Gather each line of the items below that contains the word "green", matching its case.

(Extracted data entries)

_ _ _ _ _

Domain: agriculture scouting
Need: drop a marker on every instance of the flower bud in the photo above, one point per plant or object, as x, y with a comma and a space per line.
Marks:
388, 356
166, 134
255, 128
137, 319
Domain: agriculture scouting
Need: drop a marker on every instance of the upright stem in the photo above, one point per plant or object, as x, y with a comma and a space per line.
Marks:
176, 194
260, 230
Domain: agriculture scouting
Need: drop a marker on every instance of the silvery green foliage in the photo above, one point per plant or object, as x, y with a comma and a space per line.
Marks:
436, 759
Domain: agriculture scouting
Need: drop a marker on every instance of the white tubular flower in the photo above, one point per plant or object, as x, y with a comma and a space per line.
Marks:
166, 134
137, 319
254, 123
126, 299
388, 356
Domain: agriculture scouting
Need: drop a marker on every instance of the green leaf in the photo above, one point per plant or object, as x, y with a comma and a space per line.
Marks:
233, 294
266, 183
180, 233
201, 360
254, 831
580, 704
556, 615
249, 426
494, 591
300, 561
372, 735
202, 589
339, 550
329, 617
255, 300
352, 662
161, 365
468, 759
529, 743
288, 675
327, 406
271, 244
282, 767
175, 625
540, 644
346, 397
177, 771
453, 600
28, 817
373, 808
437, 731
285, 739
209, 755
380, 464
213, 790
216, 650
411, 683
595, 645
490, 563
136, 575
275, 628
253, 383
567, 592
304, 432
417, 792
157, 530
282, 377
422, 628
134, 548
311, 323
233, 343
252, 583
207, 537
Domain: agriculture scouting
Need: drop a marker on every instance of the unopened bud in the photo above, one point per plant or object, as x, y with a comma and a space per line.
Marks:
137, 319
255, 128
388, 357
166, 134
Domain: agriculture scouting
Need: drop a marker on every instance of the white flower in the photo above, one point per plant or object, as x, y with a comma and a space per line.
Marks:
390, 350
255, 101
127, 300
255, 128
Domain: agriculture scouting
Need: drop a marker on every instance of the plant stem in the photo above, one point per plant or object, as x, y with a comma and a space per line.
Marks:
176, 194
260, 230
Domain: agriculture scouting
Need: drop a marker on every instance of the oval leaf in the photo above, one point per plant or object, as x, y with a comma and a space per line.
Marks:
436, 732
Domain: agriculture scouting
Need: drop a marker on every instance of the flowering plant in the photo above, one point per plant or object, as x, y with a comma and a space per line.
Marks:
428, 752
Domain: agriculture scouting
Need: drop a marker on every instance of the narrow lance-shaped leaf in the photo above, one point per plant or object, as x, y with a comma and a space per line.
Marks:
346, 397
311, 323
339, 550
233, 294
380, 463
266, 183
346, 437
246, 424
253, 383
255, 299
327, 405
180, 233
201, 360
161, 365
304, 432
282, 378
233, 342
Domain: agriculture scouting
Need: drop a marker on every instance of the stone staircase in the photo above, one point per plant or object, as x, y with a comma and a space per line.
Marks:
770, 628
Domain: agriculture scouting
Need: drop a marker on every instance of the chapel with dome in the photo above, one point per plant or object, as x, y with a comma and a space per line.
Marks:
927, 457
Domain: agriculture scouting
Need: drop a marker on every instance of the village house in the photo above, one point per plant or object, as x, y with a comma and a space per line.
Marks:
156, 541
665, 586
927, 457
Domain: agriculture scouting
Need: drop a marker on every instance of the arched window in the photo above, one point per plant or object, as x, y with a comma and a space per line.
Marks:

_ _ _ _ _

*OUTPUT OF THE EXERCISE*.
Need: drop a marker on every instance of the silvery green foliage in the photo above, one point per plant or object, as x, y with a comma and a space per line.
Need: drop a marker on every instance of the green leaf in the photo above, one point per plant or object, as x, y with a comma and a space per line.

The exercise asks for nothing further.